閱讀節錄 =
+===+

在各種電路最佳化裡電路時間分析扮演相當重要的角色，找出同時滿足功能需求與時間需求的輸入向量稱為時間自動測試向量產生器，一個時間自動測試向量產生器的演算法將會找出在模擬之後同時滿足功能需求與時間需求的輸入向量，先前許多與時間分析的相關研究都使用時間自動測試向量產生器當作解決問題核心的技術，像有串音干擾(crosstalk)、最大瞬間電流，但盡管時間自動測試向量產生器是這麼地有用，但是傳統上的時間自動測試向量產生器速度相當慢並且不能夠處理很大的電路，這我們的論文中，我們提出很有效的方法來建構出時間自動測試向量產生器，我們的所建構出的時間自動測試向量產生器平均來說比之前所提出的研究快了六倍，在某些例子裡我們的效能甚至快了三十二倍。

+===+

原始資料 =
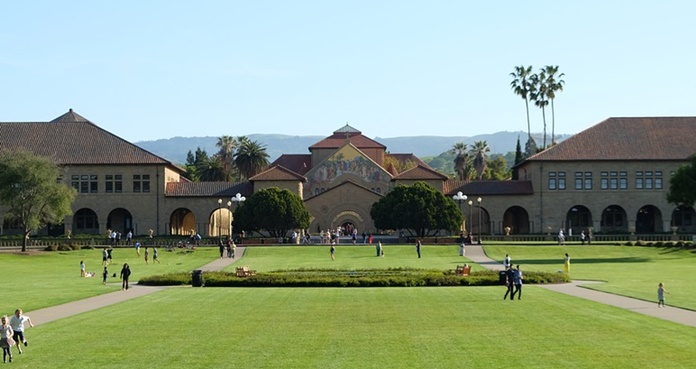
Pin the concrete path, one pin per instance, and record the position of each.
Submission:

+===+

任務目標 = 請更新有關時間自動測試向量產生器的節錄：重新寫出從「在各種電路最佳化裡電路時間分」起一直到「我們的效能甚至快了三十二倍。」為止的全部內容，並將其中的「演算法」改為「計算方法」。

任務解答 =
在各種電路最佳化裡電路時間分析扮演相當重要的角色，找出同時滿足功能需求與時間需求的輸入向量稱為時間自動測試向量產生器，一個時間自動測試向量產生器的計算方法將會找出在模擬之後同時滿足功能需求與時間需求的輸入向量，先前許多與時間分析的相關研究都使用時間自動測試向量產生器當作解決問題核心的技術，像有串音干擾(crosstalk)、最大瞬間電流，但盡管時間自動測試向量產生器是這麼地有用，但是傳統上的時間自動測試向量產生器速度相當慢並且不能夠處理很大的電路，這我們的論文中，我們提出很有效的方法來建構出時間自動測試向量產生器，我們的所建構出的時間自動測試向量產生器平均來說比之前所提出的研究快了六倍，在某些例子裡我們的效能甚至快了三十二倍。